What to produce
Output the passage of the thread below word for word, starting with "A metric like" and going on through "(Current work) board.".

Text shown
****************************************

I'm a bit late to the party, but I've emailed my feedback to @mpopov.

For 1024 vs 20, 1024 isn't incredibly expensive. I mean it does cost more but it doesn't seem prohibitive. I ran load tests with rescore windows up to 4096 and it was all fine. The benefit we would get from a larger rescore window i suppose is the ability to pull things up from further down in the retrieval query phase. The theory is that there are plenty of good things down there, and if we allow the LTR to reach down that far it will find them. This gives new information to the DBN, which hopefully builds a feedback loop where the LTR brings in some new result types from further down that it thinks are good, users evaluate them, and then the DBN learns new labels based on those to inform the next model we build. In theory at least.

In "Experimental Groups" the text " collected and sorted to produce the top 1024 shown to the user." should perhaps just say 20? Not sure how to best explain it. We allow people to paginate up to 10k results. For the rescore window of 20 users will transition from the LTR ranking to the traditional LTR ranking at result number 140. Similarly for the 1024 model it will transition from LTR ranked results to BM25 at result number 7168. In general though only bots really read past page 2, and a very small number of humans read past page 1 (where each page has, by default, 20 results).

Still reviewing the rest, but overall looks pretty good.

I was pondering the large difference in ZRR. I know it's not statistically significant, but it still seems odd. I poked a little in the code for the report and didn't see anything about filtering out high volume users. It's not certainly the case, but in the past i've seen some high volume (probably bots) users end up in the AB testing and they can skew metrics (like ZRR) that aren't per session. Perhaps could either try and filter them out, or look at a per-session ZRR (# of sessions without a result).

Additionally in my own analysis where i'm trying to figure out why the dashboard stats didn't change as deployed the model, to match the AB test, i'm seeing the following:

Without collapsing serp events with same query (the click, read, back), and without filtering any sessions:


Filtering out sessions with more than 20 serp+click events, which removes 254 high volume sessions with 25634 events:


A metric like session abandonment might also be more immune to this, if it is whats happening. Session abandonment would be any search session with 0 click throughs. Potentially also looking at some minimum dwell times like all sessions with no dwell time >= 10s or some such.

Bootstrapping finally finished -_- second draft up at

Using a threshold of 20 searches per session, the results are…milder.

debt moved this task from Incoming to Needs review on the Discovery-Search (Current work) board.

@EBernhardson and @TJones can you take a look at the latest draft of the test result, when you get a chance?

looks reasonable to me, although the results are a little underwhelming. Need to figure out where the next steps are, either improving the training data or improving the features provided to the training algorithm.

Looks good, @mpopov!

There's also some hope that simple iteration will help—new clicks on stuff the LTR surfaced will improve the model to bring up more new stuff. We'll see how that plays out.

@mpopov can you take a look and see if we can do more for this? or is the machine learning as good as what we're doing now? anything definitive we can do?

Final draft up at

@mpopov can you take a look and see if we can do more for this? or is the machine learning as good as what we're doing now? anything definitive we can do?

****************************************

Extracted records
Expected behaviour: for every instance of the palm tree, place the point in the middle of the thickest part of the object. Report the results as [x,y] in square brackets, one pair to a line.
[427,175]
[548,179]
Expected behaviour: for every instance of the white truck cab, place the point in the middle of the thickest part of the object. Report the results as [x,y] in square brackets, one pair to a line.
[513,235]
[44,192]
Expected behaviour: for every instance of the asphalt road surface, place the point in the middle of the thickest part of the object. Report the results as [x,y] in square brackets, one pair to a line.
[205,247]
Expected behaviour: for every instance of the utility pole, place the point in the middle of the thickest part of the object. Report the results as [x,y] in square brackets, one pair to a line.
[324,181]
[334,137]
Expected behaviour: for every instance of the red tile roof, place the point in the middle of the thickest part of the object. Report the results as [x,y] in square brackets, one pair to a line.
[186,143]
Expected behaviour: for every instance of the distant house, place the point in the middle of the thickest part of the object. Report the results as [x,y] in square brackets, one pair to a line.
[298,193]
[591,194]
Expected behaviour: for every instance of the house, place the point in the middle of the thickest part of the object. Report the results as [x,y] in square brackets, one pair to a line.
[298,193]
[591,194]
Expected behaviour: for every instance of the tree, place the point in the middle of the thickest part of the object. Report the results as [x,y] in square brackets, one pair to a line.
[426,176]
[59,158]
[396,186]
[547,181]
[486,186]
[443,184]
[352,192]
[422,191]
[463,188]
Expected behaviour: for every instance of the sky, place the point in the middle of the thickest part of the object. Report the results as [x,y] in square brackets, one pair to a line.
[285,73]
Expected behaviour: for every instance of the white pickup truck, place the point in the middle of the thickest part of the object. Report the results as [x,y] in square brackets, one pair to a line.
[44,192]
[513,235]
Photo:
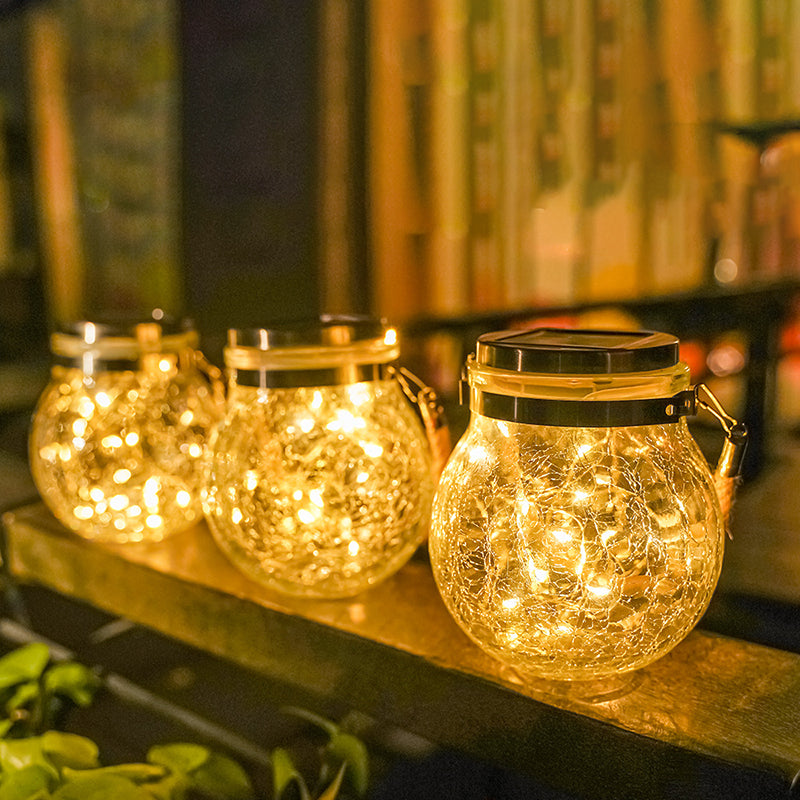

****************************************

The response
A metric like session abandonment might also be more immune to this, if it is whats happening. Session abandonment would be any search session with 0 click throughs. Potentially also looking at some minimum dwell times like all sessions with no dwell time >= 10s or some such.

Bootstrapping finally finished -_- second draft up at

Using a threshold of 20 searches per session, the results are…milder.

debt moved this task from Incoming to Needs review on the Discovery-Search (Current work) board.